WORK REQUEST: Please set down, unchanged, the line containing "sign on this photo." and all the lines that follow it until the data below ends.

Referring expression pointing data

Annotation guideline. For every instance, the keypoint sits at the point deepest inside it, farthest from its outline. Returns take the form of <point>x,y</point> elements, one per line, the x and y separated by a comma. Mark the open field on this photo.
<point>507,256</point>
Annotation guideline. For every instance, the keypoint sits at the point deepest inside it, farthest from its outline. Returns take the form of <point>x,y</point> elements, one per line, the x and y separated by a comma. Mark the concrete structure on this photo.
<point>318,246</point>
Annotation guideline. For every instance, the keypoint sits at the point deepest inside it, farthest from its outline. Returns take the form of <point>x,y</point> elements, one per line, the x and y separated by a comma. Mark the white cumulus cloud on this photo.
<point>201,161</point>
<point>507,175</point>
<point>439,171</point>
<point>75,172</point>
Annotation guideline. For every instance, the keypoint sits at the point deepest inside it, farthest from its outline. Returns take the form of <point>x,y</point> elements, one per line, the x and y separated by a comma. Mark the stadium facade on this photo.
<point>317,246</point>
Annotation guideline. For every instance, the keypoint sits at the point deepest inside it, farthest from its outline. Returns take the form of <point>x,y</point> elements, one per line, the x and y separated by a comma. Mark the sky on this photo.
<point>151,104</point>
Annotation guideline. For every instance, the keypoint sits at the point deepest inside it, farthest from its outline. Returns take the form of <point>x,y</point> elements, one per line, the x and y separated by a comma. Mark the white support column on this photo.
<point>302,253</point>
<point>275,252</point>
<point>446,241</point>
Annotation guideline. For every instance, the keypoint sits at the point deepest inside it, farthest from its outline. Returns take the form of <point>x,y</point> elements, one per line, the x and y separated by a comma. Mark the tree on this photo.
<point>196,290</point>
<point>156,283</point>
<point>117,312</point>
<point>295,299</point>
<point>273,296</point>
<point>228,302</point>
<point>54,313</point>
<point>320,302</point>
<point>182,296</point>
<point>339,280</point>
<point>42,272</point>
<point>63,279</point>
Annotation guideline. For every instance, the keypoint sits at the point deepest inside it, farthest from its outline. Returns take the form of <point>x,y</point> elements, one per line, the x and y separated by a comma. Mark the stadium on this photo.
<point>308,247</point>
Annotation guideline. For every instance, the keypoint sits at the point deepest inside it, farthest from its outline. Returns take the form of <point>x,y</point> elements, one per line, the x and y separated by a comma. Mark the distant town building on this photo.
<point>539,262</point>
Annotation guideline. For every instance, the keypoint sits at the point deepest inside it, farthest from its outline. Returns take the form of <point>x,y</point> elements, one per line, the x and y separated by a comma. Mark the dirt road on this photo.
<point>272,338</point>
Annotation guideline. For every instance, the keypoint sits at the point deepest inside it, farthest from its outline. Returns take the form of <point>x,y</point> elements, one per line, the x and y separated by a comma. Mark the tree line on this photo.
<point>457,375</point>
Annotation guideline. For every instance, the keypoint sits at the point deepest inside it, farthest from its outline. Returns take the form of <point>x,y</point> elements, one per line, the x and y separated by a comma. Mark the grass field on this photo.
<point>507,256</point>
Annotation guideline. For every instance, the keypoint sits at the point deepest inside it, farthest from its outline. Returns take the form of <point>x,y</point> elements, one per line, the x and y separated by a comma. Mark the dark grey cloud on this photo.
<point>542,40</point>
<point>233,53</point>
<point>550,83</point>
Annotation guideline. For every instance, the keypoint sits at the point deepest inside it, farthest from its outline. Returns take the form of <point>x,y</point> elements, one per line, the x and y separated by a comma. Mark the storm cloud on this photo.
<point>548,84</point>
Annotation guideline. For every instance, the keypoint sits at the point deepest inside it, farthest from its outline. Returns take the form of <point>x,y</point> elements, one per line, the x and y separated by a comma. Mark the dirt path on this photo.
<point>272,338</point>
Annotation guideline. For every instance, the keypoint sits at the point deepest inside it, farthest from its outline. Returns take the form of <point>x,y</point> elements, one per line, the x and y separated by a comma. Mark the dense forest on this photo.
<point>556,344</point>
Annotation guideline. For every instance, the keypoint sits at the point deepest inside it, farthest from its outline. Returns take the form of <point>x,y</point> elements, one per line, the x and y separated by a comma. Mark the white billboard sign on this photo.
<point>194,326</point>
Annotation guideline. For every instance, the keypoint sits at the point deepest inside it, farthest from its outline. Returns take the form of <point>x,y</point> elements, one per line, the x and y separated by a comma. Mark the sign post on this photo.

ANSWER FOR THE TASK:
Annotation guideline. For every instance, the keypoint sits at the point deepest inside it, farthest from its outline. Returns take the form of <point>x,y</point> elements, one per line, the x and y separated by a comma. Mark the white billboard sign on this photo.
<point>194,326</point>
Annotation guideline. For every instance, the keypoint sits at the point deepest inside it, farthest from its outline. Returns take the form of <point>x,y</point> elements, one per line, the x and y separated by a comma. Mark the sign post on this photo.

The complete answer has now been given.